START Available data

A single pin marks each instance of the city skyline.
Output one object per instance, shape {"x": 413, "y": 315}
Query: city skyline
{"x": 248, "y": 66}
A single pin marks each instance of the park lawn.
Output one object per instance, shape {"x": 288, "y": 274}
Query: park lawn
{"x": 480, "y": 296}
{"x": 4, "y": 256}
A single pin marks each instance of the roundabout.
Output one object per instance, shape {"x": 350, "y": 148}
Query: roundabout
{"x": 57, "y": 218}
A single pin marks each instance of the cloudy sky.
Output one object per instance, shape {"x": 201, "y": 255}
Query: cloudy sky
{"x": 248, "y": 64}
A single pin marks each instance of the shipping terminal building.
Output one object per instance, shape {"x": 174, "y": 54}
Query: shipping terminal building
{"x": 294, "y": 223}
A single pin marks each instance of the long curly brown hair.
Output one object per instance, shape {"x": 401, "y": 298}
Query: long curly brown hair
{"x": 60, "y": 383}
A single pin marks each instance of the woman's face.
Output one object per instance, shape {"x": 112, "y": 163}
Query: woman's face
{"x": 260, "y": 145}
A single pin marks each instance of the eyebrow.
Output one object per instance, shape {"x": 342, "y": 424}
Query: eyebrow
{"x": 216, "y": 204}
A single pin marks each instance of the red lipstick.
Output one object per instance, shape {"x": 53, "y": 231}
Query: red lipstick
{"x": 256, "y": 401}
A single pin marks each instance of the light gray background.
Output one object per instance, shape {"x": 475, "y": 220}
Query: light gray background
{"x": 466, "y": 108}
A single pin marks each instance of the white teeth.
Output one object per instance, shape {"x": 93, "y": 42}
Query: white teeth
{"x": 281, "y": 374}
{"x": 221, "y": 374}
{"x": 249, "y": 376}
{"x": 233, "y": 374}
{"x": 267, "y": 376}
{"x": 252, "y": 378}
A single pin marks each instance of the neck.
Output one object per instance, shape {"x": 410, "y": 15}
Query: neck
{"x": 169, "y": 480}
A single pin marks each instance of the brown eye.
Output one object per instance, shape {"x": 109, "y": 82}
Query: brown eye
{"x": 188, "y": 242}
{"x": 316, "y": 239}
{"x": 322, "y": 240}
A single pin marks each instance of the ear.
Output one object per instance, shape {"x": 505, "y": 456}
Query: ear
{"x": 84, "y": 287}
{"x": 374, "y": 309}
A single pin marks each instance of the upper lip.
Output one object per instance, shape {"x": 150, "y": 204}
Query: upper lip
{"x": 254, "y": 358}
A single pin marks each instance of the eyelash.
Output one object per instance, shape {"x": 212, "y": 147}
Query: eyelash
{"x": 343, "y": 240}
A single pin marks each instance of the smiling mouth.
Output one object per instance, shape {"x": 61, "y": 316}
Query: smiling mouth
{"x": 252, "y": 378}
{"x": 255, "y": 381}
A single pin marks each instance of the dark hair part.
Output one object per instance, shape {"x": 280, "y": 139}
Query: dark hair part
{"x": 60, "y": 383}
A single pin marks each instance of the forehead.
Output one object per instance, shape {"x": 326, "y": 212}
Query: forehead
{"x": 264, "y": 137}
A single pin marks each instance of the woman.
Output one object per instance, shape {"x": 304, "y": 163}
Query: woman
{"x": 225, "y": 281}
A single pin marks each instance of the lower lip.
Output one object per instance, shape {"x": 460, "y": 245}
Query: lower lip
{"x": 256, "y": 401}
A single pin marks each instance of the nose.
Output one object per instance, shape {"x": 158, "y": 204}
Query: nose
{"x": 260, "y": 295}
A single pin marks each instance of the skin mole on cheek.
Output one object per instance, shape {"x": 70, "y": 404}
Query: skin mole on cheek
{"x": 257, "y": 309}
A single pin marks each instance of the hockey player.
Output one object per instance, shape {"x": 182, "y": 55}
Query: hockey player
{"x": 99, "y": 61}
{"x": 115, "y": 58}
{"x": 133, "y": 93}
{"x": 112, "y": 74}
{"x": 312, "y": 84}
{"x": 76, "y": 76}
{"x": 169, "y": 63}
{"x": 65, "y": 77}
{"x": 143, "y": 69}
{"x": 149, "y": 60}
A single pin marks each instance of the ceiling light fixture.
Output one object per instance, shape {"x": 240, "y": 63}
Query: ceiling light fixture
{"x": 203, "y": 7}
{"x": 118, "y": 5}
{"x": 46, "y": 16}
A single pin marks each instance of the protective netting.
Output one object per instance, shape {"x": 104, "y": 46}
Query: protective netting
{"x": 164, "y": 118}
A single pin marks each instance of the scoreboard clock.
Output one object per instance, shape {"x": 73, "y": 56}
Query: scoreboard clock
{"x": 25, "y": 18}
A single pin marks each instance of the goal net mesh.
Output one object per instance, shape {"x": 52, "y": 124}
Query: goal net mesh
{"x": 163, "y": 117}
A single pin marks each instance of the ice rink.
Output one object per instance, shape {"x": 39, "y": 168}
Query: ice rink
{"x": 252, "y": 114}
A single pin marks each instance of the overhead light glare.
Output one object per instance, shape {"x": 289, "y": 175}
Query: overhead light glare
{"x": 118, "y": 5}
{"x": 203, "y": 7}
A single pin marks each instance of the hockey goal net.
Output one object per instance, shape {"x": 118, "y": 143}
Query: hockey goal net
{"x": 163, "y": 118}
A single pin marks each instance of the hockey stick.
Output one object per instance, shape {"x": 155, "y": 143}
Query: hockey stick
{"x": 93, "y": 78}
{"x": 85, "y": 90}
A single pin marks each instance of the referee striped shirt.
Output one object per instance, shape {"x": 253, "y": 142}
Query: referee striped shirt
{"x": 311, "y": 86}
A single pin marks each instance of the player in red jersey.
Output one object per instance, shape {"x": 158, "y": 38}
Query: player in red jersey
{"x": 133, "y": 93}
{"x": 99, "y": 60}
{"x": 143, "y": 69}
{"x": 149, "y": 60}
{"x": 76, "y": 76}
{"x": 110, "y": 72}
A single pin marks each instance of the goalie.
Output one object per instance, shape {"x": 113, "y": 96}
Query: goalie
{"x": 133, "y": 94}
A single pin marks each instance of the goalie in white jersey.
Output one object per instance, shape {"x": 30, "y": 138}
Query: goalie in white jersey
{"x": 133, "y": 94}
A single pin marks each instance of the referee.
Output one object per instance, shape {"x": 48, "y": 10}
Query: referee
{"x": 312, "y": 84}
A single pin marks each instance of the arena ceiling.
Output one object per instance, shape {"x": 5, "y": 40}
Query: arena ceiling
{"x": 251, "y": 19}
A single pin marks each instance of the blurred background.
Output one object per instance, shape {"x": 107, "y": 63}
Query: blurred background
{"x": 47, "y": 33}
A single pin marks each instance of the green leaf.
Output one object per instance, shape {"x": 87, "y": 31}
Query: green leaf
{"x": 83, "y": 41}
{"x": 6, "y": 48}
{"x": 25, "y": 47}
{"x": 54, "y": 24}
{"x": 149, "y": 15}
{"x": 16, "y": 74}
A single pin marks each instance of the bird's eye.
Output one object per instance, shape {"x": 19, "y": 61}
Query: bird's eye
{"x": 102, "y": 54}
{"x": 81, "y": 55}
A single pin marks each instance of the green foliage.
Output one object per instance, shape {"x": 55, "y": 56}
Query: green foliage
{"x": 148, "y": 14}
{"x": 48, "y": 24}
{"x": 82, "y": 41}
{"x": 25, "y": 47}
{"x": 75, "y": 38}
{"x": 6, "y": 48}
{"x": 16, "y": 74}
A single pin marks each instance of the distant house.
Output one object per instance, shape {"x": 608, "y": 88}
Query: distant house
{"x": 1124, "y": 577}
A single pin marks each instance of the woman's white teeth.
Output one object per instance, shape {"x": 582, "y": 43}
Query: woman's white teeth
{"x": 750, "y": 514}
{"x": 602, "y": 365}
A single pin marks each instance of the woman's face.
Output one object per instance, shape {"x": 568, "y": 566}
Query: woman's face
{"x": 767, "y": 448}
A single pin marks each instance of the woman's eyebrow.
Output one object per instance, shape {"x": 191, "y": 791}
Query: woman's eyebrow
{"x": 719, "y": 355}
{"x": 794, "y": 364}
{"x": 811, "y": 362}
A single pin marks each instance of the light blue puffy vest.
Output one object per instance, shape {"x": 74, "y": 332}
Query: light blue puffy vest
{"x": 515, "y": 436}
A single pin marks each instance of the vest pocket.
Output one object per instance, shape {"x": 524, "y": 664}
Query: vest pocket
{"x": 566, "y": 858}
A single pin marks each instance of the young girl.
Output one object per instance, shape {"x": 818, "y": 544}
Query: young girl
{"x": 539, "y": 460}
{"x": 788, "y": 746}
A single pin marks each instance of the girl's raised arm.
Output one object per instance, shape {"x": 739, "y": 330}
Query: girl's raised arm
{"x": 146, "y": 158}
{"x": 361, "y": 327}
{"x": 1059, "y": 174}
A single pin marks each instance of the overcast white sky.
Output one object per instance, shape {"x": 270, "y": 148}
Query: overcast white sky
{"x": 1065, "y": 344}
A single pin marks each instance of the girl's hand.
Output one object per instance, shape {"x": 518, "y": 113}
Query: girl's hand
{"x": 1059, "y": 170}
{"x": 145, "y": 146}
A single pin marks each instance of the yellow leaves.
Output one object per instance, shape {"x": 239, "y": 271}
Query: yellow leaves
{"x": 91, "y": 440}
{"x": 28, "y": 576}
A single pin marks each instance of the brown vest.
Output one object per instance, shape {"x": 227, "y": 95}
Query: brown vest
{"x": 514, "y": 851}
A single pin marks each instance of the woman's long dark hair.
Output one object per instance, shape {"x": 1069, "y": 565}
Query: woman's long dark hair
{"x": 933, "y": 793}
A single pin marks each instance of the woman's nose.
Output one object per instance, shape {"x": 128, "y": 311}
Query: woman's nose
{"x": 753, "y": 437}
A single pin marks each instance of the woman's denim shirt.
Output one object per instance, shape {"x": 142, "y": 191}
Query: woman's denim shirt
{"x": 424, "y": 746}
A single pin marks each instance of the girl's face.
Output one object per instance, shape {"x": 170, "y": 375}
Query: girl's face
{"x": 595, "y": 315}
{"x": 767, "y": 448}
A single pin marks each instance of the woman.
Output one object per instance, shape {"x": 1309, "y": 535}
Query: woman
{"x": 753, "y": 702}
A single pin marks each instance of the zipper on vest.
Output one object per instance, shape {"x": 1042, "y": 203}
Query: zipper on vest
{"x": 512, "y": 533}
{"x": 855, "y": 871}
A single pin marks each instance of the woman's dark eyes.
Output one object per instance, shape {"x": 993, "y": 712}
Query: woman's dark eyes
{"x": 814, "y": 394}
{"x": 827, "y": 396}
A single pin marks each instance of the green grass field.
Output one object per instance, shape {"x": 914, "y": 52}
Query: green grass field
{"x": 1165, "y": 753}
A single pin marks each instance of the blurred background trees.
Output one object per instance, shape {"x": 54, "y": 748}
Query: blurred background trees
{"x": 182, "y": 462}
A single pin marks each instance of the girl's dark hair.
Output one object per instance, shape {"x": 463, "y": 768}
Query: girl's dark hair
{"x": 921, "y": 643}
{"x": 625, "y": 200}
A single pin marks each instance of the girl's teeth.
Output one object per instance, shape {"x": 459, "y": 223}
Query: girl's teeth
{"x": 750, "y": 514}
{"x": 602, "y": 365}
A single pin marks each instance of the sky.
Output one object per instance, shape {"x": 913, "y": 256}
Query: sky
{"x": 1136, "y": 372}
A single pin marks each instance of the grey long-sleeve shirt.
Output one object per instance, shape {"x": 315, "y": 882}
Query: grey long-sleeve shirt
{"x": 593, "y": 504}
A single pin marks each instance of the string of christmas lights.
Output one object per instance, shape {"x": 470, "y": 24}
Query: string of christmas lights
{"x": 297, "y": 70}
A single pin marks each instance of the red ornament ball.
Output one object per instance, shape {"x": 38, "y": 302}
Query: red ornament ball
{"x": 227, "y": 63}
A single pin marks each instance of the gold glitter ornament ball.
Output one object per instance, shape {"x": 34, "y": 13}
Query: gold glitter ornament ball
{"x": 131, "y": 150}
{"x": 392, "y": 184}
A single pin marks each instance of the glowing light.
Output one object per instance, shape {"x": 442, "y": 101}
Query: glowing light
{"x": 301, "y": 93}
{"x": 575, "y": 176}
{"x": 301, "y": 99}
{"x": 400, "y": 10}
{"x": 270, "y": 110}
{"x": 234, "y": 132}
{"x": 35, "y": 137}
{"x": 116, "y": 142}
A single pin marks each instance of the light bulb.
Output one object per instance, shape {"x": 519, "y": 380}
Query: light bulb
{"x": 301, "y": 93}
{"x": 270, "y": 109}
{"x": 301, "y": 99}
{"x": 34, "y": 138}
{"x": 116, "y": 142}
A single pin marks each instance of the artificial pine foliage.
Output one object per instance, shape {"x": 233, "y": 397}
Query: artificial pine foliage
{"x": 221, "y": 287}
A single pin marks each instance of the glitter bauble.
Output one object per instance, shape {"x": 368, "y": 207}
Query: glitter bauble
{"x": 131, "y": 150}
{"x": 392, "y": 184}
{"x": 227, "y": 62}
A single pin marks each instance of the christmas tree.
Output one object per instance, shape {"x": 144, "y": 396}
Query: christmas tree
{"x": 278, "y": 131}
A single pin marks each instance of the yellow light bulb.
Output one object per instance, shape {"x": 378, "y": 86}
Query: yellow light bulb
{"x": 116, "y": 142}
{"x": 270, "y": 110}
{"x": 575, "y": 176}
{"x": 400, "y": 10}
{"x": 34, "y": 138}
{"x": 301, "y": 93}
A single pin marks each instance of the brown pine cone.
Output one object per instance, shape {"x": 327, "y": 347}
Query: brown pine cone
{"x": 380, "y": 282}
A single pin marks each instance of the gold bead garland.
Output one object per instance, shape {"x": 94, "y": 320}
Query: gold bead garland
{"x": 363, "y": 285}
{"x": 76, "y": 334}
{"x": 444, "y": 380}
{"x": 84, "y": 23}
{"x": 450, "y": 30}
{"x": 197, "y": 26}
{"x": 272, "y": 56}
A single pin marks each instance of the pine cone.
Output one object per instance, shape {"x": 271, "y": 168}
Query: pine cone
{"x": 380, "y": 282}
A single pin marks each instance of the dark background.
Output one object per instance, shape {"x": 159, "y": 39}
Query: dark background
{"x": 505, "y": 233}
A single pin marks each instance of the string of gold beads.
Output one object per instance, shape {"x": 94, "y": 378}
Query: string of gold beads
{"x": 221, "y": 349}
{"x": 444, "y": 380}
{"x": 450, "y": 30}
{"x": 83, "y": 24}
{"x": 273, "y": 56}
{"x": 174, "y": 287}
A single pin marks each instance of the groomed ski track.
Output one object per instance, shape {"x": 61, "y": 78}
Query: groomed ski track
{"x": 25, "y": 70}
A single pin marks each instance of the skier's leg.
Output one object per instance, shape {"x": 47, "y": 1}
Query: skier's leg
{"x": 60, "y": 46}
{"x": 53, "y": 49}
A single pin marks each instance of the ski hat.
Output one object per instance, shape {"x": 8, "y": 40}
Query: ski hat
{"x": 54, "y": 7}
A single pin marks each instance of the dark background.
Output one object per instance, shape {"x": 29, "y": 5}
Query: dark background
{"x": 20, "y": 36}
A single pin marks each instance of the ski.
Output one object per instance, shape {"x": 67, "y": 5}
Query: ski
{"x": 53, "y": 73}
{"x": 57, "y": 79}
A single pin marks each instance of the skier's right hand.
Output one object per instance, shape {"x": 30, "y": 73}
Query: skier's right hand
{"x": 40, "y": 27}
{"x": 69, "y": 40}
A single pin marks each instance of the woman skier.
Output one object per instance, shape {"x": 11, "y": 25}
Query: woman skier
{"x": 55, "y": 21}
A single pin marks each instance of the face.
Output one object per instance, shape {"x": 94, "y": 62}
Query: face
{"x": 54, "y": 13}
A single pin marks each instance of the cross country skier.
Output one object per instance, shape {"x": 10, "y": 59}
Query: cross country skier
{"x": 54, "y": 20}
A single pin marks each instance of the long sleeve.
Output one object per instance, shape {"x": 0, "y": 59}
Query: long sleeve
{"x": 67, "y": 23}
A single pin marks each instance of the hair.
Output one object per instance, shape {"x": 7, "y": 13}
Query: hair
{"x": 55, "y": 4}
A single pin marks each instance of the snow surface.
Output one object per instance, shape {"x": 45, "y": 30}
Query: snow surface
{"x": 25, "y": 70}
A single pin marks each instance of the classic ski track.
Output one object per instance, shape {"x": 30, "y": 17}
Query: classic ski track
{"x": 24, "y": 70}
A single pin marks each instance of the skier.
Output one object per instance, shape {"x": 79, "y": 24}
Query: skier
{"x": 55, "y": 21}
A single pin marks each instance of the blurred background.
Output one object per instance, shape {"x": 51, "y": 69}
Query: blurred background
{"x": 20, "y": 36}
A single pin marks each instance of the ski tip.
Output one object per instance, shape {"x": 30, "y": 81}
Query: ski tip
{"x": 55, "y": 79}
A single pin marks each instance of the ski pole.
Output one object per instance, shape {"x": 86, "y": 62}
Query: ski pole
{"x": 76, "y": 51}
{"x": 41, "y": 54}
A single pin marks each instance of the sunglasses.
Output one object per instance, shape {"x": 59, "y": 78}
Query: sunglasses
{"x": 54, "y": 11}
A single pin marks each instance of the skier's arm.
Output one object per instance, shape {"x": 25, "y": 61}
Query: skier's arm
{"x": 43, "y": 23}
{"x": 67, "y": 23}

END Available data

§ Task goal: Quote every line from the line containing "A single pin marks each instance of the snow" through the closing line of the listing, including both.

§ Exercise solution:
A single pin marks each instance of the snow surface.
Output one object per instance, shape {"x": 45, "y": 30}
Query: snow surface
{"x": 25, "y": 70}
A single pin marks each instance of the classic ski track.
Output one object per instance, shape {"x": 30, "y": 17}
Query: classic ski track
{"x": 24, "y": 70}
A single pin marks each instance of the skier.
Output one object per instance, shape {"x": 79, "y": 24}
Query: skier
{"x": 55, "y": 21}
A single pin marks each instance of the blurred background.
Output one object per instance, shape {"x": 51, "y": 69}
Query: blurred background
{"x": 20, "y": 36}
A single pin marks each instance of the ski tip.
Output one object per instance, shape {"x": 30, "y": 81}
Query: ski tip
{"x": 55, "y": 79}
A single pin marks each instance of the ski pole.
Output one object per instance, shape {"x": 86, "y": 62}
Query: ski pole
{"x": 76, "y": 51}
{"x": 41, "y": 54}
A single pin marks each instance of the sunglasses.
Output one object per instance, shape {"x": 59, "y": 78}
Query: sunglasses
{"x": 54, "y": 11}
A single pin marks each instance of the skier's arm.
Output one object per instance, shape {"x": 25, "y": 61}
Query: skier's arm
{"x": 43, "y": 23}
{"x": 67, "y": 23}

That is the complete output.